[Task details]: Each line below needs to be repeated precisely as it is.
Information supplied Block Start
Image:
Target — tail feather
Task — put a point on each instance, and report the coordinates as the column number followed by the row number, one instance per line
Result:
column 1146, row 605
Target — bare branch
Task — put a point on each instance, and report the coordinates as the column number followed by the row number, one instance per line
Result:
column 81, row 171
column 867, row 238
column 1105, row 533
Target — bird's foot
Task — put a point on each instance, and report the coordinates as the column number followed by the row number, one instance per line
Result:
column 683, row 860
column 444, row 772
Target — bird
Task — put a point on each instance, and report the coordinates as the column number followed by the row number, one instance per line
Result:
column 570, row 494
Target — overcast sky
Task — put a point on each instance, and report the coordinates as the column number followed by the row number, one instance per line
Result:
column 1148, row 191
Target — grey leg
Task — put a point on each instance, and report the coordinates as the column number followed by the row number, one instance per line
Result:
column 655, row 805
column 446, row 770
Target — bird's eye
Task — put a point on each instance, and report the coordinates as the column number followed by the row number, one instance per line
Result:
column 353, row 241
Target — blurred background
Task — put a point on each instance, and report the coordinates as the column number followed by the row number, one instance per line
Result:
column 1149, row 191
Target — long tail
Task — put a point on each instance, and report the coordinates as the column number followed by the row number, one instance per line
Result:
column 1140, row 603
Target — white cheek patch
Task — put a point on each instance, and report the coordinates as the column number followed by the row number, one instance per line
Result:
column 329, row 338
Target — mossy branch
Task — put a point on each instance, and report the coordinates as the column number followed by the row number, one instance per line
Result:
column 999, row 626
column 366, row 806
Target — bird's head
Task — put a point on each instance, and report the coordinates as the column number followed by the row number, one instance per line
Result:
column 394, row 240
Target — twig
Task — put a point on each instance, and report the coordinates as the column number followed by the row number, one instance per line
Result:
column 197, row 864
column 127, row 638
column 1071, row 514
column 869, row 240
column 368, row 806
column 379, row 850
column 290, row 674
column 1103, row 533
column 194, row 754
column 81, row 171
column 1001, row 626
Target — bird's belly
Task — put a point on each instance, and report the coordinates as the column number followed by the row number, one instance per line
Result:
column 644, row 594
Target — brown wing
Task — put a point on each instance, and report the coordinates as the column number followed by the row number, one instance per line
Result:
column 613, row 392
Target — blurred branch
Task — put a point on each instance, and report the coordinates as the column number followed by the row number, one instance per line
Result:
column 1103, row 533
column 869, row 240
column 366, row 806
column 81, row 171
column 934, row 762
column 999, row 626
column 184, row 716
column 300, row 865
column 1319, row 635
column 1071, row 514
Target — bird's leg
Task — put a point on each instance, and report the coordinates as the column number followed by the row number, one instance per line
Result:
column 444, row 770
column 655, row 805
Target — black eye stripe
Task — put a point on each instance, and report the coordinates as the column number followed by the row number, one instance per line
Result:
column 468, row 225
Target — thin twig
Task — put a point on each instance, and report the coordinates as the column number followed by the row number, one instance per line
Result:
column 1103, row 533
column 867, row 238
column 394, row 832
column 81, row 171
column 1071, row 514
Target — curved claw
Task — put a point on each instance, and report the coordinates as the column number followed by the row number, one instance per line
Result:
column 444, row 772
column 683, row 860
Information supplied Block End
[Exercise result]:
Image:
Target — tail feather
Task — put a point on each instance, and report the coordinates as the column number followed by the row number, one instance per line
Result:
column 1146, row 605
Target — bare branch
Task — put a point on each instance, and report the coordinates as the column number followed by the row number, one instance per line
Result:
column 81, row 171
column 867, row 238
column 1105, row 533
Target — bird's foot
Task — put a point on each instance, and report the coordinates as the column number followed by the row number, one instance per line
Result:
column 683, row 860
column 444, row 772
Target — bird
Task — put a point on each instance, and report the coordinates as the column number followed by the row number, one instance per line
Result:
column 570, row 494
Target — overcast sky
Task — put a point on each instance, and report the coordinates as the column number followed by the row number, one instance per line
Result:
column 1148, row 191
Target — grey leg
Task — put a point on each instance, and report the coordinates as the column number followed by the row number, one instance per line
Result:
column 655, row 805
column 446, row 770
Target — bird's eye
Task — put a point on each instance, and report the coordinates as the column number followed by the row number, one instance per line
Result:
column 353, row 241
Target — blurred background
Task — put a point on each instance, and report the coordinates as the column number followed by the row number, one instance per line
Result:
column 1149, row 191
Target — long tail
Task — put a point on each instance, and report the coordinates as the column number followed by the row number, one instance per line
Result:
column 1140, row 603
Target — white cheek patch
Task — put a point on each instance, and report the coordinates as the column number followed by the row number, one instance per line
Result:
column 329, row 338
Target — mossy branch
Task — put a point on each instance, and report the coordinates as the column number followed by the row number, one instance per line
Result:
column 999, row 626
column 366, row 806
Target — bird's head
Task — put a point on each instance, and report the coordinates as the column number followed by the row number, one instance per line
Result:
column 394, row 240
Target — twig
Task — put a point on each instance, and report the coordinates as the column number followed by the row number, one instance per line
Result:
column 197, row 864
column 127, row 638
column 1071, row 514
column 869, row 240
column 368, row 806
column 379, row 850
column 290, row 674
column 1103, row 533
column 194, row 754
column 81, row 171
column 1001, row 626
Target — bird's belly
Task — put a point on each instance, and report the coordinates as the column number followed by the row number, one instance per line
Result:
column 644, row 594
Target — brown wing
Task — put a point on each instance, and report the coordinates as the column number followed by the row number, one instance per line
Result:
column 613, row 392
Target — blurred branch
Task — put a point on each instance, and report the coordinates as the column number followed by the row number, one instance per line
Result:
column 1103, row 533
column 869, row 240
column 366, row 806
column 81, row 171
column 934, row 762
column 999, row 626
column 184, row 716
column 300, row 865
column 1319, row 635
column 1071, row 514
Target — bird's leg
Task — put a point on each instance, and report the coordinates as the column number followed by the row number, one instance per line
Result:
column 444, row 770
column 655, row 805
Target — black eye stripe
Task — put a point on each instance, and report the coordinates as the column number followed by the row number, one instance per line
Result:
column 468, row 225
Target — thin twig
Task — put a point on each instance, and report the coordinates as the column number followed by the row number, one instance per line
Result:
column 1103, row 533
column 867, row 238
column 394, row 832
column 81, row 171
column 1071, row 514
Target — curved claw
Task — put a point on each instance, and report the coordinates as the column number followed by the row number, one instance per line
Result:
column 444, row 772
column 683, row 860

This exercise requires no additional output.